**GIVEN PASSAGE**
Confession: I like museums; and I especially like unlikely museums. Take, for example, the humble-looking blue-roofed metal building near the entrance of the North Texas Regional Airport. This structure—easily mistaken for a low-rent industrial building—is the home of the Perrin Air Force Base Historical Museum. It’s an airplane museum, and a whole lot more. But to understand that, you need to know a few things about the unlikely history of the base.
Back in the 1940s, the county fathers of Grayson County north of Dallas hoped to attract some sort of federal facility to provide jobs and money to the community. They dispatched County Judge Jake J. Loy on a pilgrimage to Washington D.C. to convince the feds to build a munitions factory on a piece of land they conveniently owned in the middle of nowhere, between the towns of Dennison and Sherman.
But he did score an Army Air Force training base instead. And thus was born Perrin Field.
It actually opened before World War II, but like most of the 783 Army Air Force fields built in the continental U.S. during the war, it was shuttered almost as soon as the ink was dry on the Japanese Instrument of Surrender.
But the Perrin story didn’t end there. Unlike most of the AAF bases, which got turned over to local communities to serve as municipal airports, Perrin got a second lease on military life.

**PROVIDED MATERIAL**
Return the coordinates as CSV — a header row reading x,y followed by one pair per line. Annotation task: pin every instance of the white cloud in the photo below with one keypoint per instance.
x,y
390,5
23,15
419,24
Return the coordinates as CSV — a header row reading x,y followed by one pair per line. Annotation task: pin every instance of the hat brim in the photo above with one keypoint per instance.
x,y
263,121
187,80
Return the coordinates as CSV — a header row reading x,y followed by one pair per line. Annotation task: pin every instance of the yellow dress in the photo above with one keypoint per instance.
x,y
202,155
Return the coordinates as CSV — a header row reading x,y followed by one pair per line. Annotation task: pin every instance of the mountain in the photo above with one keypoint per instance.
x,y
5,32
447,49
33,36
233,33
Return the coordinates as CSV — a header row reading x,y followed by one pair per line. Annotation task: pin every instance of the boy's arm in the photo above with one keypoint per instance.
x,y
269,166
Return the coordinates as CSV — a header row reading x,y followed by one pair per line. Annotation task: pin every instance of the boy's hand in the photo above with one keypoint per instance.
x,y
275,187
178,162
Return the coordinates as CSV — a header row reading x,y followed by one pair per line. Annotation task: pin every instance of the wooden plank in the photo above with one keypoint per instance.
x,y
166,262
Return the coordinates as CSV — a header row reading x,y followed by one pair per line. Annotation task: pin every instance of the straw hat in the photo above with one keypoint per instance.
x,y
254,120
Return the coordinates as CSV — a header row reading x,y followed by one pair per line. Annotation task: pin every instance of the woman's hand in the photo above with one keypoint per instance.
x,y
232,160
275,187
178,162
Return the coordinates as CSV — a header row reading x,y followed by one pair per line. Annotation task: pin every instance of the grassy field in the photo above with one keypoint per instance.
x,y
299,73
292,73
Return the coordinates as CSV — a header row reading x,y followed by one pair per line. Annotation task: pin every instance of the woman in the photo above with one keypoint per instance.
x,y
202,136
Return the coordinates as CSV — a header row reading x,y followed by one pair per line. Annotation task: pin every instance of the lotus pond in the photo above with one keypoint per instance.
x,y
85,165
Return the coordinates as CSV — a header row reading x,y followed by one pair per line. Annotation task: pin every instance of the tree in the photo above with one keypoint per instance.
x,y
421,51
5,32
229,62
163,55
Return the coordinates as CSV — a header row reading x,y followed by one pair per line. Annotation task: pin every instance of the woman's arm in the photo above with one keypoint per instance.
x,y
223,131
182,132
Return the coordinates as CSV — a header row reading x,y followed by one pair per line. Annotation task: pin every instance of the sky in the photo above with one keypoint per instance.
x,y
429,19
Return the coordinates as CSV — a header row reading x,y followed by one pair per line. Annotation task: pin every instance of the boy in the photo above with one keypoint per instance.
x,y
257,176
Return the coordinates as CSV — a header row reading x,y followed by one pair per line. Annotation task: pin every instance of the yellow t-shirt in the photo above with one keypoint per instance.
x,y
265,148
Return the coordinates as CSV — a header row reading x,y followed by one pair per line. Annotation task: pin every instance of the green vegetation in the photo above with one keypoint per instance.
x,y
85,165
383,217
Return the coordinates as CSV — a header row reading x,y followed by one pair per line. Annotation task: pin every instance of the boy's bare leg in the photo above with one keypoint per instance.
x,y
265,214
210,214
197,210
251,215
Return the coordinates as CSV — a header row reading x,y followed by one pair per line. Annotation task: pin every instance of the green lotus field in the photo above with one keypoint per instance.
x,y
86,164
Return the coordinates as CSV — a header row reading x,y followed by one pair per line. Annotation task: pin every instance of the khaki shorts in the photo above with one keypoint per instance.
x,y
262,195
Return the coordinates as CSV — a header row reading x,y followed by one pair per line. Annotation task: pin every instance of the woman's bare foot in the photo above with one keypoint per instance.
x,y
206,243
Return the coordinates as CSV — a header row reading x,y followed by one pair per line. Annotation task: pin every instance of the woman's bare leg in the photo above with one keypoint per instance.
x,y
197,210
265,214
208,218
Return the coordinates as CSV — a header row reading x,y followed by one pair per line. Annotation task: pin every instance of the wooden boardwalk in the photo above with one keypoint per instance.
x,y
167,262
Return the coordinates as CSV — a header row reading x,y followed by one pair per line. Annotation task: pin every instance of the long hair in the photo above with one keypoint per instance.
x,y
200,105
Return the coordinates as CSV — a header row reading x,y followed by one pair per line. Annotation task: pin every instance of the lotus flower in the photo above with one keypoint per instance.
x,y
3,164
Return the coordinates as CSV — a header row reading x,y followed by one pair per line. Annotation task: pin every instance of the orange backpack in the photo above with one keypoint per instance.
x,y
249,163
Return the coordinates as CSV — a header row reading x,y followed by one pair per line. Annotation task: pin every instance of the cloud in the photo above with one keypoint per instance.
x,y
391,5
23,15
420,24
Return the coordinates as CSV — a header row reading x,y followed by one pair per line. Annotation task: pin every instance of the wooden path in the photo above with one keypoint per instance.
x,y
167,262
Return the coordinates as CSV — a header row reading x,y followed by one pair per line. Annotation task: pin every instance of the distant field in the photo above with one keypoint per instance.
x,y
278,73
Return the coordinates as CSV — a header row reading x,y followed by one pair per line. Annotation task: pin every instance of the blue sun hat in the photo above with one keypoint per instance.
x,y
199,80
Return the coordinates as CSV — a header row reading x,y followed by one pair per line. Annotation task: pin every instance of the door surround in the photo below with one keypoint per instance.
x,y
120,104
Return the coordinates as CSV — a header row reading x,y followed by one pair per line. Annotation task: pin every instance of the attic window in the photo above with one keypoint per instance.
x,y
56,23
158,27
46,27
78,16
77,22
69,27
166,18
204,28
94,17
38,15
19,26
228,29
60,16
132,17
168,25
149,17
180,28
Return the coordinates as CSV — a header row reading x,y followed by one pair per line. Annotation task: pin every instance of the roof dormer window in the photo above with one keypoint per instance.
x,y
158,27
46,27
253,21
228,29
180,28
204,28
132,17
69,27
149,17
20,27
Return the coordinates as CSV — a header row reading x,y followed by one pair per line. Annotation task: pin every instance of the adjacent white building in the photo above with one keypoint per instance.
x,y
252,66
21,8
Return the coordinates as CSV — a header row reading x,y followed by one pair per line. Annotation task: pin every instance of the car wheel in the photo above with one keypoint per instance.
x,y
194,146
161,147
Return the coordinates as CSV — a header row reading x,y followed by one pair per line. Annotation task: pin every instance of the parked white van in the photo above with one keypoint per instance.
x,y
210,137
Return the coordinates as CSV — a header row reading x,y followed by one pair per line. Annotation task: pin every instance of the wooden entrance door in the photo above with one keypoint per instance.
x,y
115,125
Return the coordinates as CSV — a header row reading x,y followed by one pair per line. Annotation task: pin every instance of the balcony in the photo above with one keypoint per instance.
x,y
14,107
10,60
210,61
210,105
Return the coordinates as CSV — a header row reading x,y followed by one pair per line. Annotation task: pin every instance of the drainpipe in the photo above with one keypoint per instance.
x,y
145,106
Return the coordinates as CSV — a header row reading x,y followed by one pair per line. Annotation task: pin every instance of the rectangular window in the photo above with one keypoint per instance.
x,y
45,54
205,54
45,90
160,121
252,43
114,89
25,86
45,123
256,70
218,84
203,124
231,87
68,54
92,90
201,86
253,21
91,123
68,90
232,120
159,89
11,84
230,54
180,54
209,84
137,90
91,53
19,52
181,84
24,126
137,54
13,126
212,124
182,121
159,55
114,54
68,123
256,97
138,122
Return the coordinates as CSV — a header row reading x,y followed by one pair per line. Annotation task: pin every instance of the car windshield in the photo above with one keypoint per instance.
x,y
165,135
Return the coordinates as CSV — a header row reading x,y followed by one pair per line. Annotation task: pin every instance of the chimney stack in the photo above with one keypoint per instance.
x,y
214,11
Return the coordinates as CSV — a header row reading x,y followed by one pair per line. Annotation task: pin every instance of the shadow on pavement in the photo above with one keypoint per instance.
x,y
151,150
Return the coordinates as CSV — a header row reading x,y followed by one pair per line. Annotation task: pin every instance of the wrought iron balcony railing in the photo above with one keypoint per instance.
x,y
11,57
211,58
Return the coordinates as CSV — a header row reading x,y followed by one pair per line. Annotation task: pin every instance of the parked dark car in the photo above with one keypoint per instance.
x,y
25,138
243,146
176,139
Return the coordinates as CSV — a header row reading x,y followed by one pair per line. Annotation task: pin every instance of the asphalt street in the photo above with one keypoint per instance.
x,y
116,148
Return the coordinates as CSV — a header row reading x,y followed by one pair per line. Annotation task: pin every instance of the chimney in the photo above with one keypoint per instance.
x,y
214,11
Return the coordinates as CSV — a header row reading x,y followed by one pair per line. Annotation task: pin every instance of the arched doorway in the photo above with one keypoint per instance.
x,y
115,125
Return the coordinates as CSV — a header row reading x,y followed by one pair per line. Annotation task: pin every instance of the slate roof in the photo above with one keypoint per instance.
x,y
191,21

**ABOUT THIS TASK**
Could you write what comes next in the passage about Perrin Field and its museum, picking up right after its final sentence?

**THE ANSWER**
The base reopened a few years later during the Korean conflict, and evolved to become a major training base for the United States Air Force during the cold war. It stayed active until 1971, when finally, like its World War II brothers, it was turned over to the local community and ultimately became North Texas Regional Airport.
But while it was open, because it was a large military base in a warm climate, retirees from all branches of the service settled in the area to take advantage of the base’s medical facilities and discount base exchange.
Which brings us back to our museum. Run by the non-profit Perrin Field Historical Society, its charter is to “record and preserve the story of Perrin Field during thirty years of operating as a active military installation.”
And it does that through a splendid collection of artifacts donated by service men (and women) who worked at the base.
The collection ranges from uniforms, to training aids, to an honest-to-God jet training airplane. Cases and cases of fascinating artifacts fill the building, which is run by cheerful volunteers who guide you through the collection answering questions and pointing out things you might otherwise miss, like the fact that the picture of the P-40 on the wall isn’t a picture. It’s cross-stitch.
And it’s not just Air Force Stuff. Remember all those retirees from other braches of the service I told you about? Retired Marines, Soldiers, and Seaman have been generous with their memorabilia. In fact, the museum volunteers tell me it’s not unusual for them to show up at work in the morning and find—like an abandoned baby on the doorstep—a box of artifacts sitting by the front door. One time, they arrived to find an anonymously donated military surgeon’s kit, complete with morphine from the 1950s!
The kit, minus the morphine now, is on display.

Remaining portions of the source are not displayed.